#### Task inputs

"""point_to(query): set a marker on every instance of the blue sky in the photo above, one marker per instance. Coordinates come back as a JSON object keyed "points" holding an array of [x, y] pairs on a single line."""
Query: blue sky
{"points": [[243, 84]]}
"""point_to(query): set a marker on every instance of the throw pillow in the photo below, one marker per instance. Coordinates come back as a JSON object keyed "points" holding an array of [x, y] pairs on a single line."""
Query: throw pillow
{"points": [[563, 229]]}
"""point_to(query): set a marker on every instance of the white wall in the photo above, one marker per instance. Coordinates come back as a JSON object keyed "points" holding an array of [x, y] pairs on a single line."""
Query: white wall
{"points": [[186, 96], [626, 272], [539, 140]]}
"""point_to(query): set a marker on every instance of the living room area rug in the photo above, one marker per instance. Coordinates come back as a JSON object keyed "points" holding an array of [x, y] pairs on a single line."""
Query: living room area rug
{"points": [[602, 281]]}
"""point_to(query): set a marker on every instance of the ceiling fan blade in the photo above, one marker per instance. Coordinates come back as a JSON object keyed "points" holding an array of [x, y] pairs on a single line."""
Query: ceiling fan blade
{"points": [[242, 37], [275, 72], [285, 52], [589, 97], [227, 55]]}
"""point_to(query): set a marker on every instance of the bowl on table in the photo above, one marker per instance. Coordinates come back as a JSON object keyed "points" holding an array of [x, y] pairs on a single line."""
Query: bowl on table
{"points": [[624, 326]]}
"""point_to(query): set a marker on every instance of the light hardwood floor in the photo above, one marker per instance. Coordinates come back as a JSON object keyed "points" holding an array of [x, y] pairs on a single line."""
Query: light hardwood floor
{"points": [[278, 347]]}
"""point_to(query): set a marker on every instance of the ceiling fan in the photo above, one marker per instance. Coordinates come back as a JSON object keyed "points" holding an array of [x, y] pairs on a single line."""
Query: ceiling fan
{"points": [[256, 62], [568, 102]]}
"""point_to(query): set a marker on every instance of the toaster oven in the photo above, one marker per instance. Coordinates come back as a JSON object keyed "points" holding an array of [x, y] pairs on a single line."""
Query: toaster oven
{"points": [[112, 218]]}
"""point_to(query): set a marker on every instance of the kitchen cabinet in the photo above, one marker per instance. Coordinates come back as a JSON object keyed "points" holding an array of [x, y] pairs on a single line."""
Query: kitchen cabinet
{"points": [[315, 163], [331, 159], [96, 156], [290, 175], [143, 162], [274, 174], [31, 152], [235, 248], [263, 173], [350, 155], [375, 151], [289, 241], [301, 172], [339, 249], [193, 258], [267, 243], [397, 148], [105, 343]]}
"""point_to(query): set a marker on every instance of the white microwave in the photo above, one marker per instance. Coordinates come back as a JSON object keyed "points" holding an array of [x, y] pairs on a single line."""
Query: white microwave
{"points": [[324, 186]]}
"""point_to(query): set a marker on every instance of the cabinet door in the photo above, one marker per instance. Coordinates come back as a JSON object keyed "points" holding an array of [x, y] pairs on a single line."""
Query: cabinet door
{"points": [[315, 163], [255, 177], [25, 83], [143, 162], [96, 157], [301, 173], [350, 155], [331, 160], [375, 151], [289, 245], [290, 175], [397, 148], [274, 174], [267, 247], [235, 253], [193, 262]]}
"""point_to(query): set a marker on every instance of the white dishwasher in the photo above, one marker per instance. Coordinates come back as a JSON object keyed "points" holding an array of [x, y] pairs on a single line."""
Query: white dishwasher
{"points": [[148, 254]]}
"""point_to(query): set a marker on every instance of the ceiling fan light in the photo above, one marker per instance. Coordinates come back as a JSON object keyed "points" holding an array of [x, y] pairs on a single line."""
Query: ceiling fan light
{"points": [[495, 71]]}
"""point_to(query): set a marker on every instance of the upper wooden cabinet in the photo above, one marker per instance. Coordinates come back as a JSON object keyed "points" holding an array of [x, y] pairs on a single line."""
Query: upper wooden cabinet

########

> **Task description**:
Convert the lines from the one containing "of the upper" through the last line into a JSON list of strings, one string per line. Leave out blank lines.

> **Task output**:
[
  "\"\"\"point_to(query): set a marker on every instance of the upper wooden cabinet in the photo above, one marker per instance. Coordinates come back as a JSON object keyed \"points\" holding an array of [x, y] pairs on a single line.\"\"\"",
  "Query: upper wooden cabinet"
]